What you are asked to do —
What follows is a set of records; repeat all of them exactly.

Input data —
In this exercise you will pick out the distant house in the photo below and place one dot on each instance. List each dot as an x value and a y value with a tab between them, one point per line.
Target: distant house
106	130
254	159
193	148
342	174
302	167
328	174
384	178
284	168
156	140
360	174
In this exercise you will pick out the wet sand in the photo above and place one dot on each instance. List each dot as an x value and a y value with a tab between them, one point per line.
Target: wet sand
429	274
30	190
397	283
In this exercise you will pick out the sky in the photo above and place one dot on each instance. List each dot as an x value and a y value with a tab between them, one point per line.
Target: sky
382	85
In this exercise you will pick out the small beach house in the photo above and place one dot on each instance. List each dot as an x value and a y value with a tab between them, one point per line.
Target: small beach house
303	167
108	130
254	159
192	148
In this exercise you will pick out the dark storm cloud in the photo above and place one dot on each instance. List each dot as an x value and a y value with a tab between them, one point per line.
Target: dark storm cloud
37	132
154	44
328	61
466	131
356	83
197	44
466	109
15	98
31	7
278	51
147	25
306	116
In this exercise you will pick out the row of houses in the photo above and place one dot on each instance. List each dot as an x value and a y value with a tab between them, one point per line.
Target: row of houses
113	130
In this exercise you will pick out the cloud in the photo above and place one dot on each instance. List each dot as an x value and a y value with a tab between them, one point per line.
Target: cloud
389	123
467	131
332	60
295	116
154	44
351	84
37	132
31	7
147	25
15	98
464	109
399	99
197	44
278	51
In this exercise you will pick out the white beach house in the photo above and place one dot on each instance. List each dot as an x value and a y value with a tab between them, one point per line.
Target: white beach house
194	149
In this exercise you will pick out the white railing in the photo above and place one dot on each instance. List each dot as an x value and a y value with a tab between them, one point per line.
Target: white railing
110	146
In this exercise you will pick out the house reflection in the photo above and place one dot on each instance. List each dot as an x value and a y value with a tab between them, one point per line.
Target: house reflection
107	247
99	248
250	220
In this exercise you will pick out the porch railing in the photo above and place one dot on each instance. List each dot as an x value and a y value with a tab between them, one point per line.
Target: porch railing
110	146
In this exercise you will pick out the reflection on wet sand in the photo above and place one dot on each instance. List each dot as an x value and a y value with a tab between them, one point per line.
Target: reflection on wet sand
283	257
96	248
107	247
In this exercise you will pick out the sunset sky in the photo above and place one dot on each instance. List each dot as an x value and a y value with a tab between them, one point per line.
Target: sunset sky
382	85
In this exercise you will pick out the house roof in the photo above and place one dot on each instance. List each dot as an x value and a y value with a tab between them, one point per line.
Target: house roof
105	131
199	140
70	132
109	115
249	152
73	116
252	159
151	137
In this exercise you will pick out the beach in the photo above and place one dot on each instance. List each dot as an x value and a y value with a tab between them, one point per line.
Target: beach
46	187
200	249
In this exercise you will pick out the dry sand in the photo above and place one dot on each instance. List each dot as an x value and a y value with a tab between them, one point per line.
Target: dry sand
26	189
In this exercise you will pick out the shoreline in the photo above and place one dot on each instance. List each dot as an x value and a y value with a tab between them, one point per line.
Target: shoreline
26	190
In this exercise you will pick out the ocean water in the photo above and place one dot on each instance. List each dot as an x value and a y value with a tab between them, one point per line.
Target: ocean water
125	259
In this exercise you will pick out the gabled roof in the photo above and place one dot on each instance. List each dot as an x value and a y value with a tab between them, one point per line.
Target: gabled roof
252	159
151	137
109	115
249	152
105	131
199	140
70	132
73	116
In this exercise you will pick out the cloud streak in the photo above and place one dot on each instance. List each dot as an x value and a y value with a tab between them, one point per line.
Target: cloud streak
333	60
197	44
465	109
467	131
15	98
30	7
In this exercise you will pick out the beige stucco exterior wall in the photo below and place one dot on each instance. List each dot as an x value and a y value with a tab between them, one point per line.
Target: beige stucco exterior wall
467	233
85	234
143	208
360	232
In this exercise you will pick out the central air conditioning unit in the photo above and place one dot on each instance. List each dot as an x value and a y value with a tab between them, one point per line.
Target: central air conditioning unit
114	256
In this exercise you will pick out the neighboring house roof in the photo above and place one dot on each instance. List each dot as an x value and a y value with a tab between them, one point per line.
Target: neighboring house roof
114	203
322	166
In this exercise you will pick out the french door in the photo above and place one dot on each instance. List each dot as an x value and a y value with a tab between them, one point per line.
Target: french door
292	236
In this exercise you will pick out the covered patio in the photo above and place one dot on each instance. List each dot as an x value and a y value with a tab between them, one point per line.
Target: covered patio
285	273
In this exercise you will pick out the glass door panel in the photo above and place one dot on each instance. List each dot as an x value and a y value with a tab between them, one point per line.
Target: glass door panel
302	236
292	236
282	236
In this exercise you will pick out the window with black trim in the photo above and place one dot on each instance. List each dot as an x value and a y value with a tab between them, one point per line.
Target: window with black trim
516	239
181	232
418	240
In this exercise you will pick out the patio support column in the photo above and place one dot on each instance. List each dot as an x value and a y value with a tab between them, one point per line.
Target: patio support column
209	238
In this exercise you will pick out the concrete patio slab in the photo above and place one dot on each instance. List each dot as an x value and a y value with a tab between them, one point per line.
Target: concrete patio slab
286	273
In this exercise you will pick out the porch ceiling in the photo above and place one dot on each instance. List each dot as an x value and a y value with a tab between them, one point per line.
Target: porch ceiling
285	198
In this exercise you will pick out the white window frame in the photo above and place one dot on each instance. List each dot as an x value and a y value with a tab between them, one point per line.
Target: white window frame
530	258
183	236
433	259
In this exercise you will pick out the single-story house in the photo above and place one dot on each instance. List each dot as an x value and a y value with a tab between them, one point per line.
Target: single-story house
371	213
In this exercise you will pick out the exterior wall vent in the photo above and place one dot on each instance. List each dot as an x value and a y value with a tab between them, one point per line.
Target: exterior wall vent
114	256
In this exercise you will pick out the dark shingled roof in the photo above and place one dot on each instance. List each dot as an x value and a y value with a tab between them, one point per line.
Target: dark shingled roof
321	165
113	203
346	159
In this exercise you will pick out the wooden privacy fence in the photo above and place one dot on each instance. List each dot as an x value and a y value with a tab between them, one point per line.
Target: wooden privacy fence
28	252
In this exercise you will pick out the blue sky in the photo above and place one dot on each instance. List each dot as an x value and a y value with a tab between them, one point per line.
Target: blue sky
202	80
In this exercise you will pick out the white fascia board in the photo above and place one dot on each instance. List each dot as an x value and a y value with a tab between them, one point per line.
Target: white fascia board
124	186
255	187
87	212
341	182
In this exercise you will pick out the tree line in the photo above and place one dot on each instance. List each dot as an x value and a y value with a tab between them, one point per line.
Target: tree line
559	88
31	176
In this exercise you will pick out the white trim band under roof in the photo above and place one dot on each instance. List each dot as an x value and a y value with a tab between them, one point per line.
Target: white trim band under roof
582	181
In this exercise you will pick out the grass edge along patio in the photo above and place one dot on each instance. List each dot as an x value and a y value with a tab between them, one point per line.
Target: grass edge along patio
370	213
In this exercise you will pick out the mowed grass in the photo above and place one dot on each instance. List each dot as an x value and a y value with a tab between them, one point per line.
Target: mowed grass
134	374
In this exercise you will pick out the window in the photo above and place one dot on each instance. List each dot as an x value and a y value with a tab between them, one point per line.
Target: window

Complete output —
In this exercise you will pick out the distant house in the photo below and place one dot on each instance. List each dot as an x value and a y value with a tab between them, one point per line.
Target: distant house
106	130
254	159
193	148
342	174
302	167
328	174
384	178
284	168
156	140
360	174
In this exercise you will pick out the wet sand in the photo above and place one dot on each instance. List each dot as an x value and a y value with a tab between them, one point per line.
Target: wet sand
429	274
30	190
397	283
In this exercise you will pick out the sky in the photo above and place one dot on each instance. List each dot as an x value and a y value with a tab between them, one point per line.
Target: sky
382	85
In this exercise you will pick out the small beach house in the photo above and place one dot on each instance. List each dot as an x value and a y value with a tab between them, one point per line.
Target: small beach house
303	167
108	130
254	159
192	148
In this exercise you will pick out the dark storm cloud in the photo above and place one dot on each instance. List each dot as an x value and a y value with a tab between them, one point per line.
Target: dark storm cloud
37	132
154	44
328	61
466	131
356	83
197	44
466	109
15	98
31	7
278	51
147	25
306	116
In this exercise you will pick out the row of houses in the photo above and place one dot on each instance. List each dot as an x value and a y value with a tab between them, one point per line.
Target: row of houses
113	130
In this exercise you will pick out the cloud in the photo above and place one dot on each instance. List each dot as an x value and a y value with a tab between them, one point per line.
Target: cloud
389	123
467	131
332	60
295	116
154	44
351	84
37	132
31	7
147	25
15	98
464	109
399	99
197	44
278	51
In this exercise you will pick out the white beach house in the photo above and place one dot on each instance. List each dot as an x value and a y value with a tab between them, one point per line.
Target: white beach house
194	149
In this exercise you will pick out the white railing in the photo above and place one dot on each instance. List each dot as an x value and a y value with a tab between them, one point per line.
Target: white railing
110	146
In this exercise you will pick out the house reflection in the photo above and place one dot on each instance. List each dot as an x value and a y value with a tab between them, one point per line.
Target: house reflection
107	247
99	248
250	220
In this exercise you will pick out the porch railing in the photo above and place one dot on each instance. List each dot as an x value and a y value with a tab between them, one point per line.
Target: porch railing
110	146
In this exercise you will pick out the reflection on wet sand in the photo above and place one dot on each instance. List each dot as an x value and a y value with a tab between them, one point per line.
Target: reflection on wet sand
283	257
96	248
107	247
In this exercise you will pick out the sunset sky in the photo above and place one dot on each instance. List each dot as an x value and a y value with a tab between them, one point per line.
Target: sunset sky
382	85
In this exercise you will pick out the house roof in the photo above and place one dot on each instance. List each dot as an x value and a y value with a tab between them, one point per line.
Target: house roof
105	131
199	140
70	132
109	115
249	152
73	116
252	159
151	137
In this exercise you will pick out the beach in the photo above and place one dot on each instance. List each dot as an x value and a y value with a tab between them, one point per line.
Target: beach
46	187
200	249
In this exercise you will pick out the dry sand in the photo above and place one dot on each instance. List each dot as an x value and a y value with a tab between them, one point per line.
Target: dry sand
26	189
In this exercise you will pick out the shoreline in the photo above and place one dot on each instance. List each dot as an x value and a y value with a tab between them, one point per line.
Target: shoreline
26	190
In this exercise you will pick out the ocean water in the photo above and place one dot on each instance. List each dot as an x value and a y value with a tab between them, one point per line.
Target: ocean water
125	259
In this exercise you will pick out the gabled roof in the photo above and place one dot on each instance. List each dot as an x value and a y value with a tab between them, one point per line.
Target: gabled roof
252	159
151	137
109	115
249	152
105	131
199	140
70	132
73	116
In this exercise you will pick out the cloud streak in the photo above and place one dot on each instance. List each dot as an x value and a y value with a tab between them, one point per line.
Target: cloud streak
333	60
197	44
465	109
467	131
15	98
30	7
In this exercise you will pick out the beige stucco exterior wall in the photo below and place one dot on each instance. List each dot as an x value and a y value with a tab between them, one point per line.
Target: beige stucco exterior wall
467	233
85	234
143	208
360	232
In this exercise you will pick out the central air conditioning unit in the photo above and place one dot on each instance. List each dot as an x value and a y value with a tab between them, one point per line.
Target: central air conditioning unit
114	256
In this exercise you will pick out the neighboring house roof in the photo above and place one dot on each instance. List each dot as an x value and a y value with a tab between them, one point per line.
Target: neighboring house roof
114	203
322	166
In this exercise you will pick out the french door in the photo above and place one dot on each instance. List each dot as an x value and a y value with a tab between them, one point per line.
Target: french door
292	236
In this exercise you will pick out the covered patio in the photo above and place one dot on each instance. List each dot as an x value and a y value with a tab between them, one point per line.
Target: covered patio
285	273
In this exercise you will pick out the glass door panel in the photo above and place one dot on each instance. List each dot as an x value and a y value with a tab between them, one point per line.
Target: glass door panel
302	236
292	236
282	236
In this exercise you will pick out the window with black trim in the photo above and place one dot on each instance. List each dot as an x value and a y value with a tab between them, one point per line.
Target: window with black trim
516	239
181	232
418	240
In this exercise you will pick out the patio support column in the photo above and place one dot on each instance. List each dot as an x value and a y value with a tab between them, one point per line.
Target: patio support column
209	238
In this exercise you will pick out the concrete patio slab in the photo above and place one dot on each instance. List each dot as an x value and a y value with a tab between them, one point per line.
Target: concrete patio slab
286	273
In this exercise you will pick out the porch ceiling in the photo above and place one dot on each instance. List each dot as an x value and a y value with a tab between them, one point per line.
Target: porch ceiling
285	198
In this exercise you will pick out the white window frame in the photo above and place one dot on each instance. List each dot as an x value and a y value with a tab between them, one point per line.
Target: white window frame
530	258
183	236
433	259
In this exercise you will pick out the single-story house in the photo above and place one dot on each instance. List each dot as an x value and a y value with a tab between them, one point per line.
Target: single-story house
371	213
In this exercise you will pick out the exterior wall vent in the photo above and place one dot on each instance. List each dot as an x value and a y value with a tab between them, one point per line.
Target: exterior wall vent
114	256
In this exercise you will pick out the dark shingled roof in the photo above and place one dot on each instance. List each dot as an x value and a y value with a tab between them, one point per line.
Target: dark shingled roof
321	165
113	203
346	159
In this exercise you will pick out the wooden privacy fence in the photo above and place one dot on each instance. List each dot as an x value and a y value with a tab between them, one point per line.
Target: wooden privacy fence
28	252
In this exercise you will pick out the blue sky in the photo above and place one dot on each instance. List each dot as an x value and a y value with a tab between them, one point per line.
Target: blue sky
202	80
In this exercise you will pick out the white fascia board in the photo above and place one dot on each instance. List each dot as an x value and a y value with a tab between them, one point per line.
Target: white fascia board
124	186
255	187
87	212
341	182
In this exercise you will pick out the tree line in the photo above and place one dot on each instance. List each dot as an x value and a y value with a tab between them, one point per line.
Target: tree line
559	88
31	176
In this exercise you will pick out the white trim band under roof in the photo above and place one dot on each instance. List each dot as an x value and a y value with a tab between them, one point per line.
Target: white trim band under roof
582	181
In this exercise you will pick out the grass edge along patio in the photo above and place one dot on each instance. List each dot as an x value and a y value with a tab between them, one point per line.
Target: grass edge along patio
370	213
In this exercise you will pick out the mowed grass in the photo above and place one dot on each instance. List each dot as an x value and a y value with a tab between them, one point per line.
Target: mowed grass
134	374
In this exercise you will pick out the window in the photo above and place one dot on each instance. List each dot as an x value and a y value with a tab between them, one point per line.
Target: window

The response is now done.